> **Objective**
Write the listing below out again exactly, dropping the images.

> **Given information**
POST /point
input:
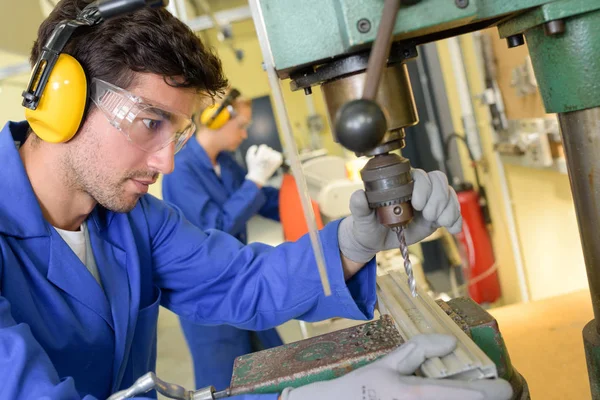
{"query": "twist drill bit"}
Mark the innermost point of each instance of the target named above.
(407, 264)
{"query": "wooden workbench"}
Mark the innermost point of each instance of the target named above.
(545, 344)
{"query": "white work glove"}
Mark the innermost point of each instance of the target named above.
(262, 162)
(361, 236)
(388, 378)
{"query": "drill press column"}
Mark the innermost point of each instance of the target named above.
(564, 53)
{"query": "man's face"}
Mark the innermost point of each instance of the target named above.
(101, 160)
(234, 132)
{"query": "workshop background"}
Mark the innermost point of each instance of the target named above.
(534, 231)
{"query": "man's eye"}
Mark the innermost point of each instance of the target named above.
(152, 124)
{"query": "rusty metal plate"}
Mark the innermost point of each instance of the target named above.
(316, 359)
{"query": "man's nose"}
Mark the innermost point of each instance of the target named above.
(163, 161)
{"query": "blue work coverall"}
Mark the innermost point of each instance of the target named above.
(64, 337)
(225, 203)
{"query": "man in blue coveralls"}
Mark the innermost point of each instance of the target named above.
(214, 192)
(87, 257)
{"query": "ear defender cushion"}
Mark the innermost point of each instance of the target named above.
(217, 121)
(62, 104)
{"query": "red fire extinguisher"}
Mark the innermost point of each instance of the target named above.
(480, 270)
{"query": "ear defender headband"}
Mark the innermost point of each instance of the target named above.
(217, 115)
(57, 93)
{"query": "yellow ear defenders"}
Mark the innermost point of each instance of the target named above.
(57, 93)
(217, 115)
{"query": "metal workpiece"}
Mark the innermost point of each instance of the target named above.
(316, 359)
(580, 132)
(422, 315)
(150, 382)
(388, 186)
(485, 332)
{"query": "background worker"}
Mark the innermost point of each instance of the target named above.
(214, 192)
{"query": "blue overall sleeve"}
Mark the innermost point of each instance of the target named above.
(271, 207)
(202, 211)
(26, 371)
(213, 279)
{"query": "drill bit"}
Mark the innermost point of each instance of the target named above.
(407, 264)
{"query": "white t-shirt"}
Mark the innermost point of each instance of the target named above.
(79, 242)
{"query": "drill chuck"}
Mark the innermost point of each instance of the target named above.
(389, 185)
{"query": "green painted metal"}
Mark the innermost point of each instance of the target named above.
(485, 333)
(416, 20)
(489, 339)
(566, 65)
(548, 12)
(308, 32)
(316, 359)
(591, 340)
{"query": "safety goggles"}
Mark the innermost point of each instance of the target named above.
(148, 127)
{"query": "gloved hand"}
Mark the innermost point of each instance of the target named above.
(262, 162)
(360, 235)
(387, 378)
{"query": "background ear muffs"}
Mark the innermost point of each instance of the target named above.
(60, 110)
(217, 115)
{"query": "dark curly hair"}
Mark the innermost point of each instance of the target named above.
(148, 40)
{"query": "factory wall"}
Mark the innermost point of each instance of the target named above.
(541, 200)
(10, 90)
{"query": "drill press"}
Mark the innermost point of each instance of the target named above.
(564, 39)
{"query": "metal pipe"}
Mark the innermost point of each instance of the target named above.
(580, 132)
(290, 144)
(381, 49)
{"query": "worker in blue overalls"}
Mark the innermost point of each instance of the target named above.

> **Exercise output**
POST /point
input:
{"query": "twist drill bit"}
Mark the innermost point of each instance of the target named above.
(407, 264)
{"query": "wooden workbench"}
Mark the innermost point of each instance of the target named above.
(545, 344)
{"query": "white work glove"}
Mark the innermost point of each instance of the target named above.
(262, 162)
(361, 236)
(388, 378)
{"query": "drill press column"}
Mark the innermost point of each instance of the target named above.
(564, 53)
{"query": "man's face"}
Mark the innermost point of each instance of the target named above.
(101, 160)
(234, 132)
{"query": "workshop background"}
Mark the innermost point of each instance of the target named above.
(534, 231)
{"query": "man's eye"}
Mark the innermost point of each instance of the target named above.
(152, 124)
{"query": "rusty metal plate"}
Mark the innermost point of each instance of the target named above.
(316, 359)
{"query": "man's nose"}
Mark the innermost point of each instance of the target named above.
(163, 161)
{"query": "blue work coverall"}
Mark the innermost point of each instance of the target named above.
(64, 337)
(225, 203)
{"query": "man in blue coveralls"}
Mark the innermost point of each instance of the target named above.
(214, 192)
(87, 257)
{"query": "ear defender cushion"}
Mark the innermost point of each instance of the target named above.
(217, 121)
(62, 104)
{"query": "red fire extinguisher"}
Mark the innermost point of each instance of the target named above.
(480, 270)
{"query": "ear defender headband"}
Mark the innermost point of each instance of the target named above.
(217, 115)
(57, 93)
{"query": "yellow ear defenders"}
Mark the innermost point of each instance of the target named above.
(57, 93)
(217, 115)
{"query": "metal workpiece"}
Mark the innermost point of each instance of the target named above.
(316, 359)
(580, 132)
(422, 315)
(150, 382)
(388, 186)
(485, 332)
{"query": "background worker"}
Mark the innermost point of each instance of the target named above.
(214, 192)
{"query": "blue overall sleeve"}
Mark the innermost point of each instance of the target named above.
(271, 207)
(202, 211)
(26, 371)
(213, 279)
{"query": "drill bit"}
Mark the innermost point of each instance of the target named above.
(407, 264)
{"query": "white t-shirt"}
Mark the innermost point of each instance of the target named above.
(79, 242)
{"query": "drill chuck"}
Mark the innermost point of each instance of the target named above.
(389, 185)
{"query": "green painted metal"}
Mark the innermost point of each instance of the target named above.
(485, 333)
(416, 20)
(489, 339)
(566, 65)
(548, 12)
(308, 32)
(316, 359)
(591, 340)
{"query": "safety goggles"}
Mark the innermost point of each instance of the target named above.
(148, 127)
{"query": "gloved hand"}
Mark the innermost point of each instance of the target named above.
(262, 162)
(360, 235)
(387, 378)
{"query": "background ear muffs"}
Mark the innermost point of each instance of the target named above.
(60, 110)
(217, 115)
{"query": "dark curly hair"}
Mark the innermost point of each instance of the target named above.
(148, 40)
{"query": "factory wall"}
Mark the innermost point of each instance of the target named above.
(541, 200)
(10, 90)
{"query": "drill press"}
Mark the innermost point of each instance of the target named above.
(564, 39)
{"query": "metal pipe"}
Mark the innermost point of each instance of the target named above.
(580, 132)
(290, 144)
(381, 49)
{"query": "worker in blue overalls"}
Mark the innermost point of each instance of the target named above.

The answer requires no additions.